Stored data
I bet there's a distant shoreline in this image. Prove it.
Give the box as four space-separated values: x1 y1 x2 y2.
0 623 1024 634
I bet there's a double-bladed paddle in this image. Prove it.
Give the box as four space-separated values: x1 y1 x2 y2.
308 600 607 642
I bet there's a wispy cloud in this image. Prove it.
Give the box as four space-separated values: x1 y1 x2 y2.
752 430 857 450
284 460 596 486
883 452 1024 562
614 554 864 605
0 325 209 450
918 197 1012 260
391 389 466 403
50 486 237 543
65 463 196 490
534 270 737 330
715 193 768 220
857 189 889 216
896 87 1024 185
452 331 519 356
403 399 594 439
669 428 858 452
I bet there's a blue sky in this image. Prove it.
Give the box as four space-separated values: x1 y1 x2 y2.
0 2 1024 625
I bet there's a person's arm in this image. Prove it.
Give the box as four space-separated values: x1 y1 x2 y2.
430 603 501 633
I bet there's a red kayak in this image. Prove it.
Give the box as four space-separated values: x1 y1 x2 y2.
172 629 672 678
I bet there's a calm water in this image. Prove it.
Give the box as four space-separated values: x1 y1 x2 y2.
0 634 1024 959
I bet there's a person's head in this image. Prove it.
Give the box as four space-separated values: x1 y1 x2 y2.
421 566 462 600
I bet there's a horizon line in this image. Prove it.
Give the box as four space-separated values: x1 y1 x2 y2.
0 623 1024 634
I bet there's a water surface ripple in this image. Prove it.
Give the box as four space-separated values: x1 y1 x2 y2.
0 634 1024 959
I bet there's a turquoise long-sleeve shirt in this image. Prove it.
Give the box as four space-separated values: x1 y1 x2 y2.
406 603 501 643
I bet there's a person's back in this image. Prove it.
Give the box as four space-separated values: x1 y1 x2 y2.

What is required
Rewrite the rows from the line with "I bet there's a water" through the end of the rows, swapping "turquoise" for "teal" and leaving everything else unchanged.

Solution
I bet there's a water surface ripple in this image. Prove it.
Give the box as four space-separated values: x1 y1 x2 y2.
0 634 1024 959
I bet there's a teal long-sleeve shirt in this image. Prove it.
Give the box as four space-separated values: x1 y1 x2 y2.
406 603 501 643
I bet there's a person's back in this image. Prove it.
Give the box as four space-separated values: x1 y1 x2 y2.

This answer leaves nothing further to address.